### WHAT NEEDS TO BE DONE
The data must be reproduced verbatim; images are to be omitted.

### THE RECORDS
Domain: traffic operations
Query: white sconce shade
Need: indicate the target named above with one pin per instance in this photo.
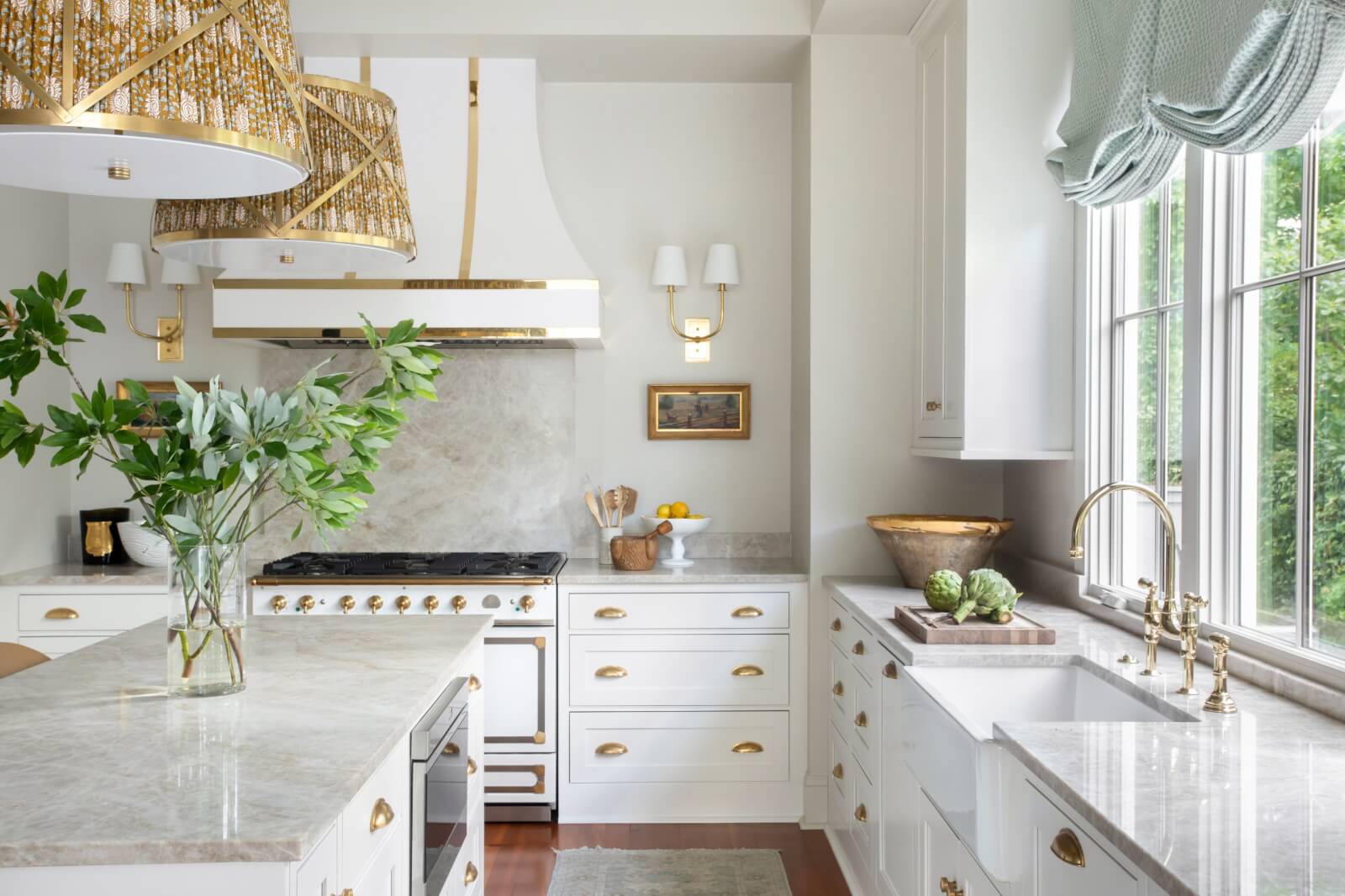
(127, 264)
(179, 273)
(721, 266)
(669, 266)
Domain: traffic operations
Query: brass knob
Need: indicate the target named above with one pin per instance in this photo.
(381, 817)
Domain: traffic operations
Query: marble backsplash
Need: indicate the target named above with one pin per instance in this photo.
(491, 466)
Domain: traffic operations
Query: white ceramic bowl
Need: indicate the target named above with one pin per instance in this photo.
(145, 546)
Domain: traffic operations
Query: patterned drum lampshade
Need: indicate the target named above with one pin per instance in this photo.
(151, 98)
(351, 210)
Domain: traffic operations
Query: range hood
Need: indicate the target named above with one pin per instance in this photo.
(497, 266)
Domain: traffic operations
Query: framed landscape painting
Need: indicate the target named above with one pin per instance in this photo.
(701, 410)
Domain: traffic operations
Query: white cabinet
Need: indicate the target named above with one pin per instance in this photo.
(994, 239)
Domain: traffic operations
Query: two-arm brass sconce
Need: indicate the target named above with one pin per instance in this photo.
(721, 269)
(127, 268)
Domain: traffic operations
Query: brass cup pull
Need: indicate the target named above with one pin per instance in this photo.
(381, 817)
(1067, 848)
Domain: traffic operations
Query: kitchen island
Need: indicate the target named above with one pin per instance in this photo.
(108, 786)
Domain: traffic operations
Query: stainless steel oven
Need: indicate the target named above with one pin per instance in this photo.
(439, 790)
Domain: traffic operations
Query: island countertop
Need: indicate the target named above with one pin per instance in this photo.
(1243, 804)
(98, 767)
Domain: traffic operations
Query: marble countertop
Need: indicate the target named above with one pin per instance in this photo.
(100, 768)
(705, 572)
(76, 573)
(1243, 804)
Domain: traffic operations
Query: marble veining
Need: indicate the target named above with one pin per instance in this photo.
(705, 572)
(100, 768)
(1244, 804)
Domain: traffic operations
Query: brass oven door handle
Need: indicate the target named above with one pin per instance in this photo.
(381, 817)
(1067, 848)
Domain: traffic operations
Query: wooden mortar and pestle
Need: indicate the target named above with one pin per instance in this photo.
(636, 553)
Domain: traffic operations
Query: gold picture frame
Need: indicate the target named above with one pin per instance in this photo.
(699, 410)
(159, 392)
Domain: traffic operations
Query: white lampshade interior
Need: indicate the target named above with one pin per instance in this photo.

### OUTPUT OF THE EXERCISE
Domain: traffic operations
Query: white sconce shade
Need: indicate the target named above with one pin per instance in this photo.
(127, 264)
(179, 273)
(721, 266)
(669, 266)
Domain: traffic operations
Query: brass knob
Need: indicate the target named above with one pin per instance in this photo.
(381, 817)
Domain: traffic operations
Query: marble backsplash
Need: indicate the target named above with one pin per instance in this photo.
(491, 466)
Domain: traffic operations
Query: white ceramic bowl
Need: indicate the target named above with one pin per instance in this photo.
(145, 546)
Domain: traffic operations
Query: patterned drum lampshade
Need: indicate the target named above with one pin per instance in this photo.
(151, 98)
(351, 210)
Domain: traffic operations
Query: range hood
Need: indicate the target named above with one pin per instance in this photo.
(497, 266)
Domain: traffic operations
Query: framed landscape painting
Need: indicate the target named above with one pin per instance in this photo.
(701, 410)
Domain: traffic operations
Query: white cabinet
Need: indicate the target named above with one pin per instance in this photo.
(994, 239)
Domain: traffic operations
Query: two-arm brass sconce
Need: indicate the target named above with one pin per instance in this photo.
(721, 269)
(127, 268)
Domain: traffic operations
Query: brass cup pull
Need: indicate the target named above with one pin per instance in this photo.
(381, 817)
(1067, 848)
Domain: traffic operations
Query: kitchen island
Need: indicate the target named above with one pin per instance in this photo.
(108, 786)
Domain: traffic operations
Query: stainless steel oven
Need: indicate the target named above with one pin per instance in this photo.
(439, 790)
Domain: traffic operations
Query: island countertop
Need: indicate the target named above with one pin per instance in this photo.
(1243, 804)
(98, 767)
Domain: traffic operations
Query: marble countertop
Need: indicate the target named above with one pin per instance in this photo.
(100, 768)
(705, 572)
(76, 573)
(1243, 804)
Domain: traffic operations
Query: marble veining
Need: indicate the target named above with one pin per instance in this photo.
(705, 572)
(100, 768)
(1244, 804)
Domain: traffic operations
Query: brass oven door handle
Need: indicate the target named above with one pin per instance in this photo.
(381, 817)
(1067, 848)
Domain: traffic operations
Query: wooden mortar and pestle
Need: indicate the target named above with one pin per instance in this photo.
(636, 553)
Domain: traffic operations
Query: gold picture frame
Need: indicate the target named above with one pin per instance in this photo.
(699, 410)
(159, 392)
Domain: traffic operations
Query: white lampshade interior
Need: indicate the target named above with one pin per instance in this photo.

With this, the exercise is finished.